Письменные задания:
a) Ответьте на вопросы по заметке о Марке Хромом.
(i) В каком израильском городе отмечает юбилей Марк Хромой?
(ii) В какой газете вышел очерк Беллы Кердман «Хорошая квартира»?
(iii) Как зовут жену Марка Хромого?
b) Продолжите, пожалуйста, заметку о Марке Хромом, начав сразу после её последнего предложения.

Выбранный отрывок:
☆ ☆ ☆ ☆ ☆

|
В Израиле в городе Ришон-ли-Цион отмечает свой 80-летний юбилей «вечный одессит» Марк Хромой.
Две книги его рассказов о родном городе вышли в Одессе. Редактировала их тоже живущая в Израиле Белла Кердман — наша бывшая сотрудница, а ныне постоянный автор «Вечерней Одессы». Она же написала замечательный очерк о Марке (Максе) Хромом, который вышел в израильской русскоязычной газете «Окна» под заголовком «Хорошая квартира». Она рассказала о том, как остался завзятым одесситом человек, уже более чем тридцать лет живущий в Израиле, успешный глава крепкого (нивроку) семейного клана, дед почти не говорящих уже по-русски внуков и прадед ивритоязычных правнуков. Он и его жена Майя стали меценатами, хозяевами открытого хлебосольного дома, в котором бывают многие актеры, художники, писатели, как местные, так и гости из постсоветского пространства. «Тут я назову несколько имен навскидку, пишет Кердман, — всех перечислить все равно нет возможности: Алиса Фрейндлих, Елена Образцова, Константин Райкин, Вероника Долина, Никитины Татьяна и Сергей, Эфраим Селла, Роман Виктюк, Эльдар Рязанов и т.д. Очерк о Максе и Майе Хромых (их счастливому браку более полувека) я назвала «Хорошая квартира» — аллюзией булгаковской «нехорошей»...

☆ ☆ ☆ ☆ ☆

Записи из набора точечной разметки
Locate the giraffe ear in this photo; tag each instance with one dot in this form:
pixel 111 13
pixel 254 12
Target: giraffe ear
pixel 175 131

☆ ☆ ☆ ☆ ☆

Ответы к заданиям:
a)
(i) В Ришон-ли-Ционе.
(ii) В израильской русскоязычной газете «Окна».
(iii) Майя.

b)
Одесситы — и в Одессе, и в разных странах — с восторгом встретили и первую, и вторую книгу Хромого, отмечают удивительный одесский язык, наблюдательность автора, находят в ней своих знакомых, а некоторые и себя, поражаются тому, как память может с добрым юмором восстановить события давно прошедших дней...
Поздравляя Марка Хромого с замечательным юбилеем, мы желаем ему еще многих лет счастливой творческой жизни и благополучия всем обитателям и гостям его хорошей квартиры!
И публикуем один из рассказов юбиляра.
Марк Хромой
Рассказ
Именно так говорили в Одессе моего детства: «морожено».
Мои дедушка Янкель и бабушка Белла жили на Островидова, 66. Там был огромный двор, даже два совмещённых двора с двумя подъездами, один из которых был закрыт и завален каким-то старым барахлом.
Жили они на третьем этаже, в маленькой комнатушке с большим шкафом, в котором бабушка перед пасхой хранила мацу. Рядом стояла кровать и было окно, выходившее в соседний двор. И еще там были швейная машина «Зингер» и стол, на котором дедушка Янкель отглаживал своё шитьё: он был портной.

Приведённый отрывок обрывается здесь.